REQUIRED ACTION A :: In the article about the antique store, until at least what date will the shop's door remain shuttered?
REQUIRED ACTION B :: Summarize the article about the antique store in two sentences.
REQUIRED ACTION C :: Resume the article about the antique store from the point where it stops.

PASSAGE TO READ ::
Brian Tkachyk misses the customers who would walk into his Wall Street antique store out of curiosity.
“That’s the part you miss, that’s the fun part: meeting new people, new, interesting people,” Tkachyk said.
Like thousands of other businesses selling goods deemed non-essential under Manitoba’s latest public health order — put into place midnight Friday as COVID-19 cases surge to record levels in the province — Tkachyk can no longer allow people into his shop, Brian’s Corner Antiques and Thrift.
Instead, he’ll have to rely on online sales.
He said he prepared more for the latest iteration of a lockdown — the spring shutdown was more worrying.
“When the pandemic first broke out it was a little tough because it came from out of nowhere,” he said, noting he took advantage of a provincial gap funding program which has allowed him to breathe easier amid the strict orders that will leave his door shuttered until at least Dec. 11.
Now, he’s going to try to make some sales online — selecting choice items he thinks people might want to buy, then using Kijiji and social media to hawk his wares.

DATA SECTION ::
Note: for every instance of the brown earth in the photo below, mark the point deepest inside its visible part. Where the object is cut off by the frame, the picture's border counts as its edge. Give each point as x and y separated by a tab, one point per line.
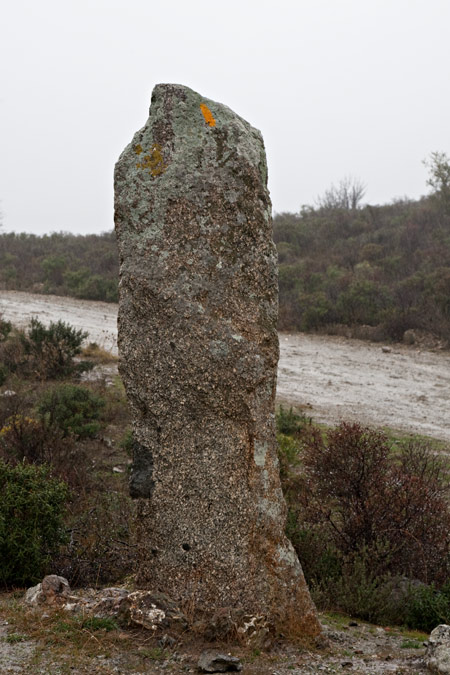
330	378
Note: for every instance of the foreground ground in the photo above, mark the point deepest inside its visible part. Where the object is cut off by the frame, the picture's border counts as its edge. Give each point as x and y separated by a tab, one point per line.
55	643
330	378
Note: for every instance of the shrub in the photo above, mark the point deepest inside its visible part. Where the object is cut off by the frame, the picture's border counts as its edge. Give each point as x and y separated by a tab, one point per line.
427	607
51	350
71	408
361	514
25	438
31	521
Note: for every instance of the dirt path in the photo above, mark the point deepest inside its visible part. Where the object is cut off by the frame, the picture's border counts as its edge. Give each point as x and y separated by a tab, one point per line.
332	378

WRITTEN REPLY A :: Dec. 11

WRITTEN REPLY B :: Under Manitoba's latest public health order, Brian Tkachyk can no longer allow customers into Brian's Corner Antiques and Thrift, his Wall Street store, and must rely on online sales. He felt better prepared than during the spring shutdown, having used a provincial gap funding program, and plans to sell selected items through Kijiji and social media.

WRITTEN REPLY C ::
“If you put your mind to it, and put the work into it, you can make up for it quite a bit by online sales, but me, personally, I prefer the walk-in, that’s the way I built the business from the get-go and that’s the way I’d kind of like to keep it,” he said, adding he thinks the holiday season will still be a boon for sales.
“Under the circumstances, I do what I got to do.”
But the Manitoba Chambers of Commerce warns the shutdown is bad news for small retailers at large.
“This is a real challenge for small business, having to move to more of an online platform rather than having the bricks and mortar. The best thing we can do is to get this under control and allow these businesses to open their doors again,” said Chuck Davidson, MCC president and CEO said.
“It’s a lose-lose for everyone in Manitoba right now and it’s a win for the Amazons of the world.”